→ **Work to do**
Update the lines below by replacing every "REQUEST" with "QUERY" and keeping everything else the same. Leave the pictures out of your answer.

→ **Input rows**
+===+
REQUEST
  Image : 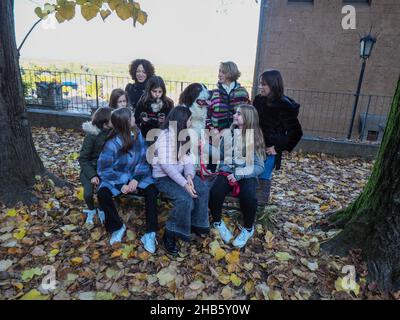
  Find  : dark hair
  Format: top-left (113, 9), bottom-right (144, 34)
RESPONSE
top-left (138, 76), bottom-right (170, 105)
top-left (161, 106), bottom-right (192, 153)
top-left (260, 70), bottom-right (285, 99)
top-left (92, 107), bottom-right (112, 130)
top-left (108, 108), bottom-right (138, 153)
top-left (179, 83), bottom-right (203, 107)
top-left (129, 59), bottom-right (155, 82)
top-left (109, 89), bottom-right (128, 109)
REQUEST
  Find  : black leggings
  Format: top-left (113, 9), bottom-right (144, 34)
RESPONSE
top-left (97, 184), bottom-right (158, 232)
top-left (208, 175), bottom-right (257, 229)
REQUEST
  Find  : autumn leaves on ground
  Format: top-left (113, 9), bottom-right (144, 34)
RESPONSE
top-left (0, 128), bottom-right (380, 300)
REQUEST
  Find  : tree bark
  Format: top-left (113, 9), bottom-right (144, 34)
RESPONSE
top-left (322, 75), bottom-right (400, 292)
top-left (0, 0), bottom-right (45, 204)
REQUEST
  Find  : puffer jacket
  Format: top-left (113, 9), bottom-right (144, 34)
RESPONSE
top-left (253, 95), bottom-right (303, 169)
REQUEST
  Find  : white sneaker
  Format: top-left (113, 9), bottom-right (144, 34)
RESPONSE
top-left (83, 209), bottom-right (97, 224)
top-left (110, 225), bottom-right (126, 245)
top-left (213, 220), bottom-right (233, 243)
top-left (140, 232), bottom-right (158, 253)
top-left (97, 209), bottom-right (106, 224)
top-left (232, 227), bottom-right (254, 248)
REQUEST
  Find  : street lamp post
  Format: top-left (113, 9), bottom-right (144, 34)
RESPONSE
top-left (347, 34), bottom-right (376, 139)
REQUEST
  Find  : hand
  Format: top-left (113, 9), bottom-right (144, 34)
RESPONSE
top-left (128, 179), bottom-right (139, 192)
top-left (186, 176), bottom-right (194, 190)
top-left (185, 183), bottom-right (198, 199)
top-left (121, 184), bottom-right (129, 194)
top-left (265, 146), bottom-right (277, 156)
top-left (226, 173), bottom-right (237, 183)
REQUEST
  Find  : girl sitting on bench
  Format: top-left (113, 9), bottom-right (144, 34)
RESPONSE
top-left (209, 104), bottom-right (265, 248)
top-left (153, 106), bottom-right (209, 256)
top-left (97, 108), bottom-right (158, 248)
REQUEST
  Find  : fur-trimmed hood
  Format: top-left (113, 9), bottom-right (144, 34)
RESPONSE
top-left (82, 121), bottom-right (101, 136)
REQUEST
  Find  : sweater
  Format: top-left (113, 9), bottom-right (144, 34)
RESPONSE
top-left (253, 95), bottom-right (303, 169)
top-left (78, 121), bottom-right (110, 179)
top-left (97, 133), bottom-right (154, 196)
top-left (207, 81), bottom-right (250, 130)
top-left (135, 98), bottom-right (174, 138)
top-left (152, 129), bottom-right (196, 187)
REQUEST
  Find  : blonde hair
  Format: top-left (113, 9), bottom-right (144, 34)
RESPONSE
top-left (219, 61), bottom-right (241, 81)
top-left (231, 104), bottom-right (265, 161)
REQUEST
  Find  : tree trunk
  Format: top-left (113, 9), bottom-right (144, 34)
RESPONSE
top-left (323, 75), bottom-right (400, 292)
top-left (0, 0), bottom-right (45, 203)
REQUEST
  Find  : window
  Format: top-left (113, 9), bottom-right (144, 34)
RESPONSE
top-left (343, 0), bottom-right (372, 5)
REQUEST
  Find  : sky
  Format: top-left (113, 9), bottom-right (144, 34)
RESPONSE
top-left (15, 0), bottom-right (260, 68)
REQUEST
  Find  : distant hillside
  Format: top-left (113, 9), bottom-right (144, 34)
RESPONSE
top-left (21, 59), bottom-right (254, 86)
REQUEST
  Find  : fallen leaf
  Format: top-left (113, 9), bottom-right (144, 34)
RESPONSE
top-left (20, 289), bottom-right (49, 300)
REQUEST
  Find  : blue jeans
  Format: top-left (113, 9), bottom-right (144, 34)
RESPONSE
top-left (156, 176), bottom-right (210, 241)
top-left (258, 155), bottom-right (275, 180)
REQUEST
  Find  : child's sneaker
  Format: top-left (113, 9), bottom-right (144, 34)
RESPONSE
top-left (140, 232), bottom-right (158, 253)
top-left (83, 209), bottom-right (97, 224)
top-left (110, 225), bottom-right (126, 245)
top-left (232, 227), bottom-right (254, 248)
top-left (213, 220), bottom-right (233, 243)
top-left (97, 209), bottom-right (106, 224)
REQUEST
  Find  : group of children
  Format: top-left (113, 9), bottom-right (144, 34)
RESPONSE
top-left (79, 59), bottom-right (301, 256)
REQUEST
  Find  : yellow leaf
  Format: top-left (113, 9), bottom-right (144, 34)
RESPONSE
top-left (81, 3), bottom-right (100, 21)
top-left (268, 290), bottom-right (283, 300)
top-left (115, 4), bottom-right (132, 21)
top-left (244, 280), bottom-right (256, 295)
top-left (230, 273), bottom-right (242, 287)
top-left (119, 289), bottom-right (131, 298)
top-left (319, 204), bottom-right (329, 212)
top-left (50, 249), bottom-right (60, 257)
top-left (214, 248), bottom-right (226, 261)
top-left (111, 249), bottom-right (122, 258)
top-left (7, 209), bottom-right (17, 217)
top-left (69, 152), bottom-right (79, 161)
top-left (225, 250), bottom-right (240, 264)
top-left (92, 250), bottom-right (100, 260)
top-left (14, 229), bottom-right (26, 240)
top-left (57, 2), bottom-right (77, 20)
top-left (75, 187), bottom-right (83, 201)
top-left (71, 257), bottom-right (83, 265)
top-left (100, 9), bottom-right (111, 21)
top-left (275, 252), bottom-right (294, 261)
top-left (20, 289), bottom-right (49, 300)
top-left (137, 10), bottom-right (147, 25)
top-left (139, 251), bottom-right (151, 260)
top-left (218, 274), bottom-right (231, 284)
top-left (335, 277), bottom-right (360, 296)
top-left (13, 282), bottom-right (24, 290)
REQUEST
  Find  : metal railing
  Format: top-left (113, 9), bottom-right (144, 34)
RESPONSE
top-left (21, 69), bottom-right (392, 141)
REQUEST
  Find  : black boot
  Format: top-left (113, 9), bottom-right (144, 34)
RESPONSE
top-left (256, 179), bottom-right (271, 205)
top-left (163, 229), bottom-right (178, 256)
+===+
→ **Answer to the problem**
QUERY
  Image : 
  Find  : dark hair
  Format: top-left (113, 9), bottom-right (144, 34)
RESPONSE
top-left (138, 76), bottom-right (170, 105)
top-left (161, 106), bottom-right (192, 153)
top-left (260, 70), bottom-right (285, 99)
top-left (92, 107), bottom-right (112, 130)
top-left (108, 108), bottom-right (138, 153)
top-left (179, 83), bottom-right (203, 107)
top-left (129, 59), bottom-right (155, 82)
top-left (109, 89), bottom-right (128, 109)
QUERY
  Find  : black leggings
  Format: top-left (113, 9), bottom-right (144, 34)
RESPONSE
top-left (97, 184), bottom-right (158, 232)
top-left (208, 175), bottom-right (257, 229)
QUERY
  Find  : autumn leaves on ground
  Format: top-left (113, 9), bottom-right (144, 34)
RESPONSE
top-left (0, 128), bottom-right (380, 300)
QUERY
  Find  : tree bark
  Format: top-left (113, 9), bottom-right (144, 34)
RESPONSE
top-left (322, 75), bottom-right (400, 292)
top-left (0, 0), bottom-right (45, 204)
QUERY
  Find  : puffer jacket
  Format: top-left (113, 9), bottom-right (144, 34)
RESPONSE
top-left (253, 95), bottom-right (303, 169)
QUERY
  Find  : white sneaker
  Format: top-left (113, 9), bottom-right (144, 34)
RESPONSE
top-left (83, 209), bottom-right (97, 224)
top-left (110, 225), bottom-right (126, 245)
top-left (213, 220), bottom-right (233, 243)
top-left (140, 232), bottom-right (158, 253)
top-left (97, 209), bottom-right (106, 224)
top-left (232, 227), bottom-right (254, 248)
QUERY
  Find  : street lamp post
  Format: top-left (113, 9), bottom-right (144, 34)
RESPONSE
top-left (347, 34), bottom-right (376, 139)
QUERY
  Find  : hand
  Format: top-left (113, 9), bottom-right (144, 34)
RESPONSE
top-left (128, 179), bottom-right (139, 192)
top-left (186, 176), bottom-right (194, 190)
top-left (185, 183), bottom-right (198, 199)
top-left (121, 184), bottom-right (129, 194)
top-left (265, 146), bottom-right (277, 156)
top-left (226, 173), bottom-right (237, 183)
QUERY
  Find  : girl sitting on bench
  Format: top-left (113, 9), bottom-right (144, 34)
RESPONSE
top-left (209, 104), bottom-right (265, 248)
top-left (153, 106), bottom-right (209, 256)
top-left (97, 108), bottom-right (158, 248)
QUERY
  Find  : fur-trimmed hood
  Format: top-left (113, 9), bottom-right (144, 34)
RESPONSE
top-left (82, 121), bottom-right (101, 136)
QUERY
  Find  : sweater
  Format: top-left (113, 9), bottom-right (144, 34)
RESPONSE
top-left (253, 95), bottom-right (303, 169)
top-left (78, 121), bottom-right (110, 179)
top-left (97, 133), bottom-right (154, 196)
top-left (207, 81), bottom-right (250, 130)
top-left (135, 98), bottom-right (174, 138)
top-left (152, 129), bottom-right (196, 187)
QUERY
  Find  : blonde hair
  Format: top-left (113, 9), bottom-right (144, 34)
RESPONSE
top-left (219, 61), bottom-right (241, 81)
top-left (231, 104), bottom-right (265, 161)
QUERY
  Find  : tree trunk
  Format: top-left (113, 9), bottom-right (144, 34)
RESPONSE
top-left (323, 75), bottom-right (400, 292)
top-left (0, 0), bottom-right (45, 203)
QUERY
  Find  : window
  Format: top-left (113, 9), bottom-right (144, 34)
RESPONSE
top-left (343, 0), bottom-right (372, 5)
QUERY
  Find  : sky
  Format: top-left (113, 9), bottom-right (144, 34)
RESPONSE
top-left (15, 0), bottom-right (260, 68)
QUERY
  Find  : distant hillside
  Format: top-left (113, 9), bottom-right (144, 34)
RESPONSE
top-left (21, 59), bottom-right (254, 86)
QUERY
  Find  : fallen leaf
  Format: top-left (113, 9), bottom-right (144, 34)
RESPONSE
top-left (20, 289), bottom-right (49, 300)
QUERY
  Find  : blue jeans
  Format: top-left (113, 9), bottom-right (144, 34)
RESPONSE
top-left (156, 176), bottom-right (210, 241)
top-left (258, 155), bottom-right (275, 180)
QUERY
  Find  : child's sneaker
  Format: top-left (113, 9), bottom-right (144, 34)
RESPONSE
top-left (140, 232), bottom-right (158, 253)
top-left (83, 209), bottom-right (97, 224)
top-left (110, 225), bottom-right (126, 245)
top-left (232, 227), bottom-right (254, 248)
top-left (213, 220), bottom-right (233, 243)
top-left (97, 209), bottom-right (106, 224)
QUERY
  Find  : group of children
  Format: top-left (113, 9), bottom-right (144, 34)
RESPONSE
top-left (79, 59), bottom-right (301, 256)
QUERY
  Find  : yellow leaf
  Format: top-left (113, 9), bottom-right (144, 34)
RESPONSE
top-left (81, 3), bottom-right (100, 21)
top-left (268, 290), bottom-right (283, 300)
top-left (115, 4), bottom-right (132, 21)
top-left (244, 280), bottom-right (256, 295)
top-left (230, 273), bottom-right (242, 287)
top-left (119, 289), bottom-right (131, 298)
top-left (319, 204), bottom-right (329, 212)
top-left (50, 249), bottom-right (60, 257)
top-left (214, 248), bottom-right (226, 261)
top-left (111, 249), bottom-right (122, 258)
top-left (7, 209), bottom-right (17, 217)
top-left (69, 152), bottom-right (79, 161)
top-left (225, 250), bottom-right (240, 264)
top-left (92, 250), bottom-right (100, 260)
top-left (14, 229), bottom-right (26, 240)
top-left (57, 2), bottom-right (77, 20)
top-left (75, 187), bottom-right (83, 201)
top-left (71, 257), bottom-right (83, 265)
top-left (100, 9), bottom-right (111, 21)
top-left (275, 252), bottom-right (294, 261)
top-left (20, 289), bottom-right (49, 300)
top-left (137, 10), bottom-right (147, 25)
top-left (139, 251), bottom-right (151, 260)
top-left (218, 274), bottom-right (231, 284)
top-left (335, 277), bottom-right (360, 296)
top-left (13, 282), bottom-right (24, 290)
QUERY
  Find  : metal railing
  Format: top-left (113, 9), bottom-right (144, 34)
RESPONSE
top-left (21, 69), bottom-right (392, 141)
QUERY
  Find  : black boot
  Format: top-left (113, 9), bottom-right (144, 34)
RESPONSE
top-left (256, 179), bottom-right (271, 205)
top-left (163, 229), bottom-right (178, 256)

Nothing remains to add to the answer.